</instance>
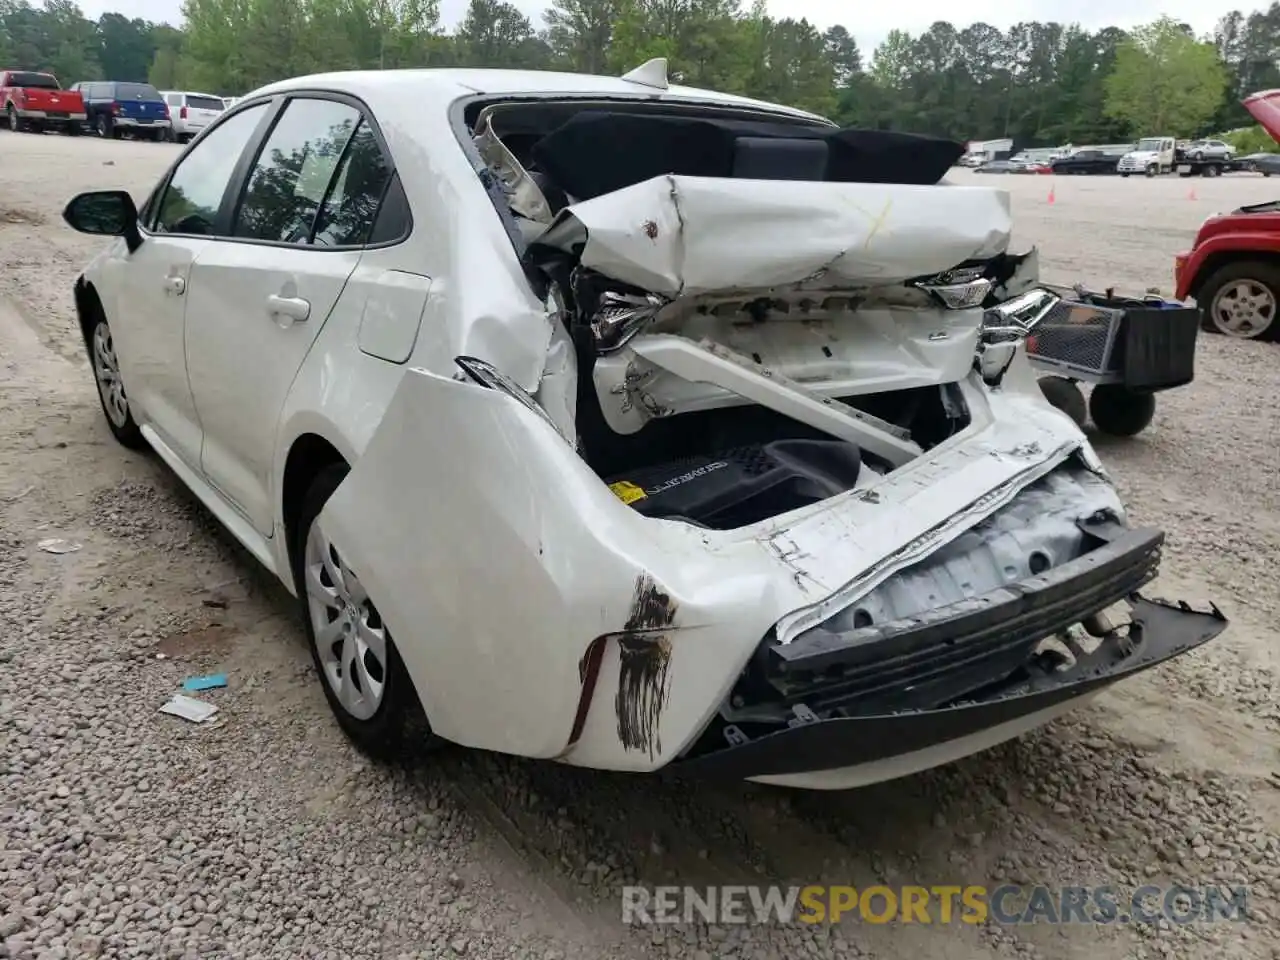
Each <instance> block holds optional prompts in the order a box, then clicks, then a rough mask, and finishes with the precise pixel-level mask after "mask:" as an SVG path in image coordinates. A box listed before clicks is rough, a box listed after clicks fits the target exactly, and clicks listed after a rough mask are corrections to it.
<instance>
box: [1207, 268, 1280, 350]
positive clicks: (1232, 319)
mask: <svg viewBox="0 0 1280 960" xmlns="http://www.w3.org/2000/svg"><path fill="white" fill-rule="evenodd" d="M1196 302H1197V303H1198V305H1199V308H1201V326H1202V328H1203V329H1206V330H1210V332H1212V333H1225V334H1226V335H1228V337H1235V338H1238V339H1242V340H1274V339H1276V338H1277V337H1280V323H1277V321H1276V310H1277V307H1280V268H1277V266H1275V265H1274V264H1267V262H1262V261H1253V260H1239V261H1236V262H1234V264H1226V265H1225V266H1222V268H1220V269H1219V270H1217V271H1215V273H1213V274H1212V275H1211V276H1210V278H1208V279H1207V280H1206V282H1204V283H1203V284H1202V285H1201V288H1199V292H1198V293H1197V294H1196Z"/></svg>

^^^^

#### What the exercise asks:
The answer must be every line of the entries that includes the word "instance".

#### Solution for this exercise:
</instance>
Each <instance> block holds optional prompts in the order a box, then clicks, then a rough mask, and finishes with the precise pixel-level mask after "mask:" as an SVG path in image coordinates. A box listed before clicks is rough, a box listed after clicks fits the target exactly, and clicks listed after a rough mask are corrections to it.
<instance>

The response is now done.